PAGE TEXT:
Saturday, November 5, 2011

:: on the question of what my ART is ::


even though i suggested yesterday that there are two halves to the nss story, there are more. more factors that go into deciding how i want to move up up creative forward in 2012 and beyond.

one of the factors is a strange one, and it's one that i'm going to have to deal with before i deal with any of the others.

i said all that stuff i said yesterday about my ideal customers, but there's a way in which perhaps those folks i so badly want to be my customers aren't completely ideal after all. there are things i care quite deeply about that the customers i profiled yesterday don't care as much about. or don't care about at all. or don't value or prioritize financially even if they do possibly care.

and part of the weirdness in the equation is that these are not things i used to care about. they are not things i cared about even a few years ago. and they're things that i even feel a little bit hypocritical caring about.

i really really care about the quality of the final product. i know i "only" print on a pro photo printer, something that, yes, any schmoe with enough money, a USB cable, and the ability to hit cmd-P can do. but i've spent years learning all about the inks and papers that combine to create the very best, most vibrant output. i've cultivated business relationships and have so grown my print volume that i can now order my paper at significant discounts. and i've learned tricks. 

at nss last may i was situated near a company that prints on the same paper i print on, using a comparable (and in fact more expensive and slightly more advanced model) printer and i noticed that their output, while vibrant and dense, was pixelated - and even quite rough in places - around the edges of elements. and immediately i knew exactly why, and it's such an easy thing to correct, but it took me three years to figure out.

after my september experiment, when i was staring down the barrel of a significant number of orders and two printers to print them on, i realized i would never be able to keep up that volume, even though my goal for future volume is actually significantly higher than what came in throughout september. 

and so despite all i've said about in-sourcing and wanting to control the output and the quality and wanting to have my hands on things, i started looking into outsourcing at least some of my printing.

i did crazy amounts of research and found the top five or so recommendations for the kind of work i'm looking to have done and i started requesting samples. i got paper sample books, printed sample books, and i also ordered small opening orders with three shops that had the best paper options for me using my own designs, just so i could compare them with my own output here in the studio.

the first order to arrive came in wrong. the back was printed in the wrong orientation and so arrived misaligned, turned 90 degrees, and cut off on one side. also, the color intensity was weak and there was that pesky rough-edge pixel problem. i requested that the problem be corrected and a week later i got the corrected order. a week! for ten prints that were supposedly expedited. the back was correct this time, but the print quality was the same.

GIVEN DATA:
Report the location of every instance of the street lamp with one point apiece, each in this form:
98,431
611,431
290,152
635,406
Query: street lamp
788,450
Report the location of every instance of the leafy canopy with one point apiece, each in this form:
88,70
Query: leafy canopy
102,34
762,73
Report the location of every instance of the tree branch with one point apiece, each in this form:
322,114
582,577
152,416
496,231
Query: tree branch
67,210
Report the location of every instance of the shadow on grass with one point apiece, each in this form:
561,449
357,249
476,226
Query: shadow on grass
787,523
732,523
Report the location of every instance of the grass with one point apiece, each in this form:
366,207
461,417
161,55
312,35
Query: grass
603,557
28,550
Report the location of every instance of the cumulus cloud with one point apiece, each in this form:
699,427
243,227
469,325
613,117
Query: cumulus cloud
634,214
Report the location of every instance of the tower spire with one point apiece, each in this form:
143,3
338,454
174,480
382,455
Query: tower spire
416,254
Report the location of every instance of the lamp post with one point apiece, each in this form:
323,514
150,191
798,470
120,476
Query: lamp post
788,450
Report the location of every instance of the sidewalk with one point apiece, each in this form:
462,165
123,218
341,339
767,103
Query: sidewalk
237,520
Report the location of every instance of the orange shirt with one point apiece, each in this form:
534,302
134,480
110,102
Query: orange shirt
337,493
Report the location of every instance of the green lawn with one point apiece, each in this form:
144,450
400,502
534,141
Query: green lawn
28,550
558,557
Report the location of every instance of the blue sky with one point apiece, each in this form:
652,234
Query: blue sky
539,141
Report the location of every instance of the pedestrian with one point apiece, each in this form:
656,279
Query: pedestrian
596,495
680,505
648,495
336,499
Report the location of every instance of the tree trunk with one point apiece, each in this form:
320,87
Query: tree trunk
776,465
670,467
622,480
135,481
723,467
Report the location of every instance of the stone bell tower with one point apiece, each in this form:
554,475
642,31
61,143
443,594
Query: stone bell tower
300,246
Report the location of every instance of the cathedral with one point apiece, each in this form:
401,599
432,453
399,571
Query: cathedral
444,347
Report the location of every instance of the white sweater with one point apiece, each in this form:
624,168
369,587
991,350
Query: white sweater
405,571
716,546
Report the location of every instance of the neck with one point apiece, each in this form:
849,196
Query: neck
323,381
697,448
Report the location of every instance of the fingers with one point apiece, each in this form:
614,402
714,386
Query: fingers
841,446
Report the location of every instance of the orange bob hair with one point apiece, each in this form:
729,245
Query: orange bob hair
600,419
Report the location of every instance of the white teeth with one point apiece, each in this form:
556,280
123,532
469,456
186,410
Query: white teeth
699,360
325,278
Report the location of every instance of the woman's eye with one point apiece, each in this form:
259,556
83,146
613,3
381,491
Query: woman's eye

PROBLEMS TO SOLVE:
A – Summarize the post about print quality in two sentences.
B – Reproduce the records from the line containing "Report the location of every instance of the stone" through the end of the records, keeping every line the same.
The records are unrelated to the text above.

EXERCISE ANSWERS:
A – The writer cares deeply about the quality of the final printed product, a concern the ideal customers described the day before may not share, and has spent years learning which inks and papers produce the most vibrant output. After a September experiment showed that two printers could not keep up with the hoped-for volume, the writer began researching outsourcing and placed small orders with three shops, but the first order arrived misprinted and, once corrected a week later, still had the same print quality.

B –
Report the location of every instance of the stone bell tower with one point apiece, each in this form:
554,475
642,31
61,143
443,594
Query: stone bell tower
300,246
Report the location of every instance of the cathedral with one point apiece, each in this form:
401,599
432,453
399,571
Query: cathedral
444,347
Report the location of every instance of the white sweater with one point apiece, each in this form:
624,168
369,587
991,350
Query: white sweater
405,571
716,546
Report the location of every instance of the neck with one point apiece, each in this form:
849,196
Query: neck
323,381
697,448
Report the location of every instance of the fingers with one point apiece, each in this form:
614,402
714,386
Query: fingers
841,446
Report the location of every instance of the orange bob hair with one point apiece, each in this form:
729,245
Query: orange bob hair
600,419
Report the location of every instance of the white teeth with one point apiece, each in this form:
556,280
123,532
469,456
186,410
Query: white teeth
699,360
325,278
Report the location of every instance of the woman's eye with one point apiece, each in this form:
259,556
83,146
613,3
381,491
Query: woman's eye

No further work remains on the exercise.